Given passage:
But Jesus tells her that Mary has chosen the better portion of ministry–the learning and dwelling side of it. This is disconcerting. Luke seems to laud Martha’s original impulse to invite Jesus into her home as he prepares to head to Jerusalem towards his death. But now, he directly says that she chose the lesser part of ministry because she was too preoccupied with caring for others and accomplishing tasks. If she had not slowed down enough to hear Jesus at the door or see him coming up the road, Jesus never would have made it inside of her home in the first place. Martha chose the better part by practicing hospitality in her home. But she does not slow down enough.
What I don’t like about the implication here is the spiritual whiplash of Martha receiving praise and correction in the same passage. The translators of this passage do not seem to understand the importance of her role in her community, belittling her ministry and calling them tasks. They do not understand the power of her welcome and the role that the two sisters play as a ministry team. And Luke doesn’t even bother to credential them by telling us the name of their town in this story. You would think this story was written down just so women would sit down and listen to men talk.
So, was it? I don’t think so. I think both Martha and Mary are asking us to see them differently today. Can you wipe away the image you have of them and encounter them anew this morning? The better part is not sitting down and shutting up. The better part is not a flurry of activity that leaves us exhausted and resentful. The better part is ministering from a place of fullness. The better part is service on behalf of others without sacrificing our personhood or wellbeing. The better part is believing in the power of what The Book of Order tells us deacons do: deacons are the ones opening the doors, like Martha did. They are the ones letting in the people wearing no shoes and looking like something the cat dragged in.

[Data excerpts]

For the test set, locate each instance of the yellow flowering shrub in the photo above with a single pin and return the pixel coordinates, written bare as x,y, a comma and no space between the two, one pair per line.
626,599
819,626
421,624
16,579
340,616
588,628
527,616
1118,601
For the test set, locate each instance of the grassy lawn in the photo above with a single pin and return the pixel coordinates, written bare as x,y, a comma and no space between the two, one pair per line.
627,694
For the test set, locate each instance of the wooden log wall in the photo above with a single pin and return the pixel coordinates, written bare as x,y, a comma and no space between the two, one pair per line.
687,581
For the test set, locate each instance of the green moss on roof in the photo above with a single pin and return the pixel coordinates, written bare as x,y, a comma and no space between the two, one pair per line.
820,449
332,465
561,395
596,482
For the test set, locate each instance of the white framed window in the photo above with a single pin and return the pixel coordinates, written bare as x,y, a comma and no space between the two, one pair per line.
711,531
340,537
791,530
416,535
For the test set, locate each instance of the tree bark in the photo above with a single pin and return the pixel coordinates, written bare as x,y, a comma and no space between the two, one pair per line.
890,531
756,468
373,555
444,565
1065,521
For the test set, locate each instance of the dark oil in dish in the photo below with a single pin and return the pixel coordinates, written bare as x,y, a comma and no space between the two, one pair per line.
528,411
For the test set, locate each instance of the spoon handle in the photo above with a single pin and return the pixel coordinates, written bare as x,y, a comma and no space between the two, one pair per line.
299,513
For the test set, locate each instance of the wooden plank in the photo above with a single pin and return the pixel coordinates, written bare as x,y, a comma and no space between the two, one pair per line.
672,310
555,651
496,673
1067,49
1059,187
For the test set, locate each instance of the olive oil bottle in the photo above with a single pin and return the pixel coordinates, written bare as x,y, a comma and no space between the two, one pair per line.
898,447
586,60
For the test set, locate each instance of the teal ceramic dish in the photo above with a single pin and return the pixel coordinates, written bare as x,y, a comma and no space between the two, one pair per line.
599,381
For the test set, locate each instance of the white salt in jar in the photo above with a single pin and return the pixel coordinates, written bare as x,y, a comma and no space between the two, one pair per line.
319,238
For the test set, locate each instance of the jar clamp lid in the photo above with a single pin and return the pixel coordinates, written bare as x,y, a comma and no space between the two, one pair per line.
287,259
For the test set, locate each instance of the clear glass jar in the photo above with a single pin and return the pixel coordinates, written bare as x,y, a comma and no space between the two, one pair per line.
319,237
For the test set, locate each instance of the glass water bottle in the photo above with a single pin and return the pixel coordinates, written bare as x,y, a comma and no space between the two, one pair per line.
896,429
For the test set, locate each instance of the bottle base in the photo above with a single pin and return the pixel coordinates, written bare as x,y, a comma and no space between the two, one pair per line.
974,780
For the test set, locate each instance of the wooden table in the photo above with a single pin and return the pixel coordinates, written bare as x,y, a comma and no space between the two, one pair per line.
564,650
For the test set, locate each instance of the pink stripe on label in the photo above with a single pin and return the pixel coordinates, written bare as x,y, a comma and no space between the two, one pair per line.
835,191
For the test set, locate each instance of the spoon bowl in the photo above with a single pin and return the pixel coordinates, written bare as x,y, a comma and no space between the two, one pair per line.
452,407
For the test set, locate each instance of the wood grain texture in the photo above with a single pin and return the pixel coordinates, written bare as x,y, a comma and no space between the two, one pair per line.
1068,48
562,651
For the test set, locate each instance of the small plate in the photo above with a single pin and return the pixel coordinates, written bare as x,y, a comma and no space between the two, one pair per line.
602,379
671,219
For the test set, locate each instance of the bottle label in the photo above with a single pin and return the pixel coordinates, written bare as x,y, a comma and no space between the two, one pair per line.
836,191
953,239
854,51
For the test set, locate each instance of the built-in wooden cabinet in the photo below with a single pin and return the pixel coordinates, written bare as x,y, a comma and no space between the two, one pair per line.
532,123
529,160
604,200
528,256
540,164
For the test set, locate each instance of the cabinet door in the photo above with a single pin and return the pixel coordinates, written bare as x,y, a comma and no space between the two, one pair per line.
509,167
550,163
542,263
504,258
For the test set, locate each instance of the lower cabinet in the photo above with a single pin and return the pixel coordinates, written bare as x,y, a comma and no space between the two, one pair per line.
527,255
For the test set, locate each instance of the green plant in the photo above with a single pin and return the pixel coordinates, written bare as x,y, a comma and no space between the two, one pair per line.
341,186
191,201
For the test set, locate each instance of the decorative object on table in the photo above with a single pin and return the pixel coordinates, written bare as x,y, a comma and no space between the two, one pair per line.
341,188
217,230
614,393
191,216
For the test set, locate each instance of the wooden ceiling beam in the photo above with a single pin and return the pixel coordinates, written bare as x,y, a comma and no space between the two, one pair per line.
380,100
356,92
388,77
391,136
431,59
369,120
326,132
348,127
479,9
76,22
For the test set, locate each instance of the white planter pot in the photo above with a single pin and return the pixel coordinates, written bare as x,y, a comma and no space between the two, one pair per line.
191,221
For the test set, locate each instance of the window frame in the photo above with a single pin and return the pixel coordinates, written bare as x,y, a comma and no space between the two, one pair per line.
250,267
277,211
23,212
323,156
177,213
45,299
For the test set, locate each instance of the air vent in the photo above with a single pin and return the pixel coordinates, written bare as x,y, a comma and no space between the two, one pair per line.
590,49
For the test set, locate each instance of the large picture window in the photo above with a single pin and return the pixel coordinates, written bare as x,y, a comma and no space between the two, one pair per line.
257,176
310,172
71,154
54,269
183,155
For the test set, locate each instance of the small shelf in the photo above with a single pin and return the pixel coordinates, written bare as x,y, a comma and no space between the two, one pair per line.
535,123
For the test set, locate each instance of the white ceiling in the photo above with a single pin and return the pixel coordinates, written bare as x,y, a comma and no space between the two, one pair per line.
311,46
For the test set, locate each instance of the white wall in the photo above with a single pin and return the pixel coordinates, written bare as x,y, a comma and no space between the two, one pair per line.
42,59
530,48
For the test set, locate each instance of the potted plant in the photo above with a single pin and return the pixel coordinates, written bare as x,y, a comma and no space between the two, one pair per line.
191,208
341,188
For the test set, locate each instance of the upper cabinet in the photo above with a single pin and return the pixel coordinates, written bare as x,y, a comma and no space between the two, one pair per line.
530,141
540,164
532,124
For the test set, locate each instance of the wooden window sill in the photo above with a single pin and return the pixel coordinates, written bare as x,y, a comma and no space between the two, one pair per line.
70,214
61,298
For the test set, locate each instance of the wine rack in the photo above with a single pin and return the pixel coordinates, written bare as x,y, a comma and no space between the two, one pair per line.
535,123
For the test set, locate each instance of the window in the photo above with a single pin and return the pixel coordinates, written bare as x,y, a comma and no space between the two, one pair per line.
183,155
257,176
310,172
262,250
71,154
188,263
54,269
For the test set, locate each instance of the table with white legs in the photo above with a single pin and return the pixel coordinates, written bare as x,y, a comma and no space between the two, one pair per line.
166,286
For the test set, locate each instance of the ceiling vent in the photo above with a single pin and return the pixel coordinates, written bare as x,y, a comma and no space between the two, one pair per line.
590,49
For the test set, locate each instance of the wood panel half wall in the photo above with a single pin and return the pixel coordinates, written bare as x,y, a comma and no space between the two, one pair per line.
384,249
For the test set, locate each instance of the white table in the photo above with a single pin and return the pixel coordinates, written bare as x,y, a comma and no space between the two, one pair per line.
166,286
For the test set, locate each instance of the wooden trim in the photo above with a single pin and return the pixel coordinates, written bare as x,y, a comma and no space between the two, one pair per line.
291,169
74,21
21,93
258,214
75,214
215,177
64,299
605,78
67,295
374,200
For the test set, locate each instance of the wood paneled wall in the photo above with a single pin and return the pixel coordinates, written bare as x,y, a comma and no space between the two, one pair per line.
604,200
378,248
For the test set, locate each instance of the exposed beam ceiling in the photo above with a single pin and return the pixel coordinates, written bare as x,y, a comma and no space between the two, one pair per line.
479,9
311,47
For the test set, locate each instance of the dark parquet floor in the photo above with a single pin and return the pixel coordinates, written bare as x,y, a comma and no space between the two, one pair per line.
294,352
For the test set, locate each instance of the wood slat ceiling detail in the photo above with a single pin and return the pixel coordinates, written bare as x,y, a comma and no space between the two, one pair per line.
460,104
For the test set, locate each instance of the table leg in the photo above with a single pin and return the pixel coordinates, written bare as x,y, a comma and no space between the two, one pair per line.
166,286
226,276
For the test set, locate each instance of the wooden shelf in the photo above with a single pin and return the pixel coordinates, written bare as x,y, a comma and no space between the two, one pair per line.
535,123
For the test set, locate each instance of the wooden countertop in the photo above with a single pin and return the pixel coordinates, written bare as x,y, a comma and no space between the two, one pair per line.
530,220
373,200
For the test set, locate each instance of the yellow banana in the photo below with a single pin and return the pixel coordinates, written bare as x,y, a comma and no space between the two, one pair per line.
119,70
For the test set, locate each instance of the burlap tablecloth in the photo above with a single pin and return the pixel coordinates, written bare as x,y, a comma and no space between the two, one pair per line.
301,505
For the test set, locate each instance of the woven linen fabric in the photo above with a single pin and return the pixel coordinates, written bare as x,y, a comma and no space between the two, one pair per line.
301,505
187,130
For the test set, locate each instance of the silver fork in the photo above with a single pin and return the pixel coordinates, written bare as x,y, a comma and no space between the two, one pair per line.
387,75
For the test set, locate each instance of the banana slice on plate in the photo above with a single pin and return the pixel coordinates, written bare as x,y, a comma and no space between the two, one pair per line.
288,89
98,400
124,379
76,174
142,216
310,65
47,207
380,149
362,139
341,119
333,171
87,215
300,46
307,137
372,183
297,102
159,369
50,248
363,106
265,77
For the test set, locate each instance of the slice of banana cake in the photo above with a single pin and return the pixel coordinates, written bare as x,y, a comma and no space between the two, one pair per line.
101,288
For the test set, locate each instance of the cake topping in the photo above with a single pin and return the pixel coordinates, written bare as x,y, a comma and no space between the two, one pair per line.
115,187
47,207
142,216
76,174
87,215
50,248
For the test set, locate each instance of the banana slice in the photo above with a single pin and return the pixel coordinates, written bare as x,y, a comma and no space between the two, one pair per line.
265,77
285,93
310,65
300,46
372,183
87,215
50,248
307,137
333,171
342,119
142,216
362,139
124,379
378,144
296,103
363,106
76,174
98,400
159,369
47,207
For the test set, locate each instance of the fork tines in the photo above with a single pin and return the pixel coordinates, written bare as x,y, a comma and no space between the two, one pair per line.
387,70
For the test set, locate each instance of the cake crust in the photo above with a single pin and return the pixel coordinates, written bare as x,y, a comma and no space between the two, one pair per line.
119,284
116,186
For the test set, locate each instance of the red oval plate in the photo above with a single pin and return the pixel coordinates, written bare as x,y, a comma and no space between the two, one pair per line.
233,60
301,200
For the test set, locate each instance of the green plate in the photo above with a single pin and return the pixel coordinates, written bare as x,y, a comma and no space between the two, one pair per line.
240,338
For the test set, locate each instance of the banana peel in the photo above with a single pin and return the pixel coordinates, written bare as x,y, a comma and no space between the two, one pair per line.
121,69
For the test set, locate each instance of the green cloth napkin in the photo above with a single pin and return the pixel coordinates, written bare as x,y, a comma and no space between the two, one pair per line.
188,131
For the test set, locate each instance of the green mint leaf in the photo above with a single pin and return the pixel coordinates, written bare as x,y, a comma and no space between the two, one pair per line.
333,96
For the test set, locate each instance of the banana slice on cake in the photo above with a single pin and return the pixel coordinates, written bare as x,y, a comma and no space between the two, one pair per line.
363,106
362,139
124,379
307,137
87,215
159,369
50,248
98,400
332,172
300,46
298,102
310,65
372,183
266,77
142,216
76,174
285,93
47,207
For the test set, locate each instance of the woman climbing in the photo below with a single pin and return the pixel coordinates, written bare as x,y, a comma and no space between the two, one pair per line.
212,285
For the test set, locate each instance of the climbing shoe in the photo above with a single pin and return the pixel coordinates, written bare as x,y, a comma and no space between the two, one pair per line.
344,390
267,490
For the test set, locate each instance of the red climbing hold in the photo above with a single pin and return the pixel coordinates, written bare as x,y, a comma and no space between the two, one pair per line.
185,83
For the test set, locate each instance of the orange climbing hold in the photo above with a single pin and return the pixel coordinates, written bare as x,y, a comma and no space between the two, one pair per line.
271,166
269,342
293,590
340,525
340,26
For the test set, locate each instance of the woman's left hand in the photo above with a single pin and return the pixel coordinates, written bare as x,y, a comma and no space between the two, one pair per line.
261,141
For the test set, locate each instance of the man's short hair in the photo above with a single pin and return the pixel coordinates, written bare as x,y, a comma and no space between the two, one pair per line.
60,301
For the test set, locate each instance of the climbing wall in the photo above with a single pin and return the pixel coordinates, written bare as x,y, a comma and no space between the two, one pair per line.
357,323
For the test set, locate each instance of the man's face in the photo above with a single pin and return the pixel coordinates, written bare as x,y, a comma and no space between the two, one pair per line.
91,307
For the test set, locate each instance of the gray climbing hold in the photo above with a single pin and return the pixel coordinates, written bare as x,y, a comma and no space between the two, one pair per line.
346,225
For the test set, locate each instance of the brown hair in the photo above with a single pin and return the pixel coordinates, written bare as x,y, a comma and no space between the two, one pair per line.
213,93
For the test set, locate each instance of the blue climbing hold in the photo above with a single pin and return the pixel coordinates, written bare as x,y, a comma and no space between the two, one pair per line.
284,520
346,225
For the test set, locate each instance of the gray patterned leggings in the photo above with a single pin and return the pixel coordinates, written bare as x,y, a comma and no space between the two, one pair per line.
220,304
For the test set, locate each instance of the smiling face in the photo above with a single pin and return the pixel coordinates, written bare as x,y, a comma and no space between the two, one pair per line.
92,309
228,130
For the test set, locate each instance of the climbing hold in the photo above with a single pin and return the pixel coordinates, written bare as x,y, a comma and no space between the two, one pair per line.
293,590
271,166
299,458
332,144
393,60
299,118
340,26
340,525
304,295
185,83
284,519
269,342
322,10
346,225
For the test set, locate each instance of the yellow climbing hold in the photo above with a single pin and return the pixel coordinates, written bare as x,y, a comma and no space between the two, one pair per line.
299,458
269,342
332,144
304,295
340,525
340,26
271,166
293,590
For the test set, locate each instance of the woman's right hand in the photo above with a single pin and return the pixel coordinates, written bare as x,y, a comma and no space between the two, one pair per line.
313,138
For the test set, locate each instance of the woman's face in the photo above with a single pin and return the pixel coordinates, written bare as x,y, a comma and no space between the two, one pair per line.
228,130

What you need to do:
**a.** In the sermon excerpt on Martha and Mary, what detail does the speaker say Luke leaves out of the story?
**b.** List every way the sermon on Martha and Mary completes the phrase "The better part is".
**c.** Continue the sermon on Martha and Mary, starting after its last sentence.

Answers below:
**a.** Luke doesn't tell us the name of the sisters' town.

**b.**
- not sitting down and shutting up
- not a flurry of activity that leaves us exhausted and resentful
- ministering from a place of fullness
- service on behalf of others without sacrificing our personhood or wellbeing
- believing in the power of what The Book of Order tells us deacons do

**c.**
Martha and Mary embody this list: “compassion, witness, and service, sharing in the redeeming love of Jesus Christ for the poor, the hungry, the sick, the lost, the friendless, the oppressed, those burdened by unjust policies or structures, or anyone in distress.” The deacons are not the only ones that have this calling. We are all deacons in our own way. God invites each and every one of us into the ministry of compassion, the ministry of service, the ministry of witness. God invites each and every one of us to share the love of Jesus Christ for the visibly and invisibly vulnerable. Not all of us show our need. Some of us hide ours quite easily. Whatever our needs, whatever our vulnerabilities, God asks each of us to choose the better part. To choose welcome. To choose presence. To choose love. Amen.